Document segment Block Start

It’s like going from challenging the palates at a successful craft brewer to having the call on every beer brewed by Lion Nathan. But when Mauer talks about brand integrity and trust, it’s Porsche that is his brew of choice.
“It has become more and more complicated for customers to find out what are good products, what are reliable products, what are good quality products,” he explains.
“They are asking where does the material come from, what are the working conditions, do the companies have, in terms of the environment, the right attitudes? So many things right now have to be looked at.”
Mauer says customers also ask if the product is worth the price. “I would say there are two groups of very rich or rich people and one group, I would say, is less interested if they harm the environment,” he says.
“But most definitely, on the other side, the growing number of people that can afford a more expensive product want to know that they are spending their money on vehicles and products that are trustworthy and sustainable.”
Clearly the company has got the balance right in the rarefied air of the prestige sports car segment, because Porsche sales have been roaring along of late.
Last year, in a difficult market fraught with the COVID-19 pandemic, semiconductor shortages and supply chain upheavals, the company sold a record 309,000 cars worldwide, which was up three percent over 2021.
The latest corporate revenue data for the calendar year is yet to land, but mid-2022 was tracking growth at 8.5 percent, with operating profit up 24.6 percent.
The Cayenne (95,604) and Macan (86,724) SUVs were far and away the company’s most popular products globally last year, and 40,410 of the evergreen 911 were also delivered. The only notable glitch was a 16 percent fall in sales of the Taycan electric vehicle (EV), largely because component shortages slowed its production.
Mauer believes a key advantage for Porsche is that customers know what the brand stands for. “If you buy a Porsche, no matter if it is a 911, or a Cayenne or Taycan, you basically know what you get and that, I think, is very important,” he says with pride.
“Looking at the whole industry, I see the potential for companies like Porsche to find their own way, to be different, and therefore to be attractive for customers and be a cool brand.”
Being a ‘cool’ brand also carries a social responsibility and, as a company with its roots deeply embedded in innovative engineering solutions, Mauer says Porsche must look both to the future and respect the past.
One of those key projects is synthetic fuels known as eFuel. It’s an expensive and complicated process that uses green energy to create methanol, then uses ExxonMobil-licensed technology to turn the methanol into petrol.
For sports car fans, it vitally holds out the possibility of a future where not all Porsches will be EVs, and where at least some of them will make the fantastic noises you get when a fuel explodes to create energy under the hood.
Having shelved hydrogen fuel cells as an alternative – at least for the time being – the company sees synthetic fuel as a way of keeping combustion processes sustainable and socially relevant amid the incoming tide of EVs, while throwing its legion of fiercely loyal owners a bone so they can keep their old cars on the road and fossil-fuel free.
Of the many impressive aspects to Porsche, one extraordinary fact is that 70 percent of the cars it has ever built are still on the road – and there’s a corporate obligation to help them on their continued journeys. Driving into the future, its synthetic fuel project offers that tantalizing, critical prospect.
“It was always part of the discussion that our customers not just have their cars in collections or parked up, but to also drive and enjoy them,” Mauer says.
“We have old-timers, young-timers, they have combustion engines and I think that people who can afford to have old-timers and these cars, they are interested in knowing that while burning fuel is not optimum for the environment, there is an option to do it less harmfully.
“I think this is extremely important, especially for luxury brands.”

Document segment Block End

→ **Task description**
Answer these questions using the Porsche article above.
(a) How many cars did Porsche sell worldwide last year?
(b) What was the main reason for the fall in Taycan sales?
(c) What percentage of all the cars Porsche has ever built are still on the road?

Excerpted records Block Start

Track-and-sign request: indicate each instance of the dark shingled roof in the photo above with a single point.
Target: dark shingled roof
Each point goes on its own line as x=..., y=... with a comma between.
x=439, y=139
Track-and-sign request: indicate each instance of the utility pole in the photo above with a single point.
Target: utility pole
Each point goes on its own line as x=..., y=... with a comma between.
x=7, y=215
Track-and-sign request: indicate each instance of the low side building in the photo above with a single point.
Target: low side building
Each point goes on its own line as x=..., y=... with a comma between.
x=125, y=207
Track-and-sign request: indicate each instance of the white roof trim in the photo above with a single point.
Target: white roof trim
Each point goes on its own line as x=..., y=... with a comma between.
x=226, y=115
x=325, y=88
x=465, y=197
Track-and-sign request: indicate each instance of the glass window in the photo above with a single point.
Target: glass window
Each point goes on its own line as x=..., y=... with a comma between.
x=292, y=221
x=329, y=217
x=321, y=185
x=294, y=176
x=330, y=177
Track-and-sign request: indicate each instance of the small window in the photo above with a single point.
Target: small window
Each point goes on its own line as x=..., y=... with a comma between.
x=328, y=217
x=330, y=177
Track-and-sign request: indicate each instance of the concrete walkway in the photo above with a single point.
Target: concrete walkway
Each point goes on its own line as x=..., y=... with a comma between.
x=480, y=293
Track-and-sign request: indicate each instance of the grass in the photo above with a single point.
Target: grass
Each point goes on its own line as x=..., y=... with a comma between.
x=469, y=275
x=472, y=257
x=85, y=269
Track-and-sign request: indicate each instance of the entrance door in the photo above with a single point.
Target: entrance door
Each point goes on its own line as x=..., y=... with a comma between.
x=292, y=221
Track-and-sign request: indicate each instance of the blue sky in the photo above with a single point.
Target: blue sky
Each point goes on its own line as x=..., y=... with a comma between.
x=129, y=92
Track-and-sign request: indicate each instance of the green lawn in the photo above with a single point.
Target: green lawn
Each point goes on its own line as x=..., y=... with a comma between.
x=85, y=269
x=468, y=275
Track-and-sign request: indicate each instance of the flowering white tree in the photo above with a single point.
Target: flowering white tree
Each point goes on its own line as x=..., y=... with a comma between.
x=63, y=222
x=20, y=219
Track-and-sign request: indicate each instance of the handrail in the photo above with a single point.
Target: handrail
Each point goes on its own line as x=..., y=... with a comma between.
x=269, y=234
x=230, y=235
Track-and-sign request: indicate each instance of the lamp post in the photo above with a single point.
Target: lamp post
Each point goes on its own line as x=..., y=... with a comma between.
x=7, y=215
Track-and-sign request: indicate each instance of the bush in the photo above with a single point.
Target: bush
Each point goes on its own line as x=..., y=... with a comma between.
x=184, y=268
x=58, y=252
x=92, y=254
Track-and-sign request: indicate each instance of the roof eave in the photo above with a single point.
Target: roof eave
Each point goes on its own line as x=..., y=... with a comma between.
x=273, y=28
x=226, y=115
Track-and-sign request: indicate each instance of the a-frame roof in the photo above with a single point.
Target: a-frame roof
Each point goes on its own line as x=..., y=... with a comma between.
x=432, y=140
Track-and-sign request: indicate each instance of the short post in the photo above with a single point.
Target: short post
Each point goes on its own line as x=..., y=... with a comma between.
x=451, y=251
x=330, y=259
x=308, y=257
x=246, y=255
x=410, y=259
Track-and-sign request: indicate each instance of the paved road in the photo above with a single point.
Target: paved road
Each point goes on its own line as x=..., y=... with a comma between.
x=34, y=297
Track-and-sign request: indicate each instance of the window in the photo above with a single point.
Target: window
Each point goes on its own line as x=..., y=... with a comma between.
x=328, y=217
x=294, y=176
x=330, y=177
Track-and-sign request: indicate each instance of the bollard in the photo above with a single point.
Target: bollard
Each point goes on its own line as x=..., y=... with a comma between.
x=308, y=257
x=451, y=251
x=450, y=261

Excerpted records Block End

→ **Reply**
(a) 309,000 cars
(b) Component shortages slowed its production.
(c) 70 percent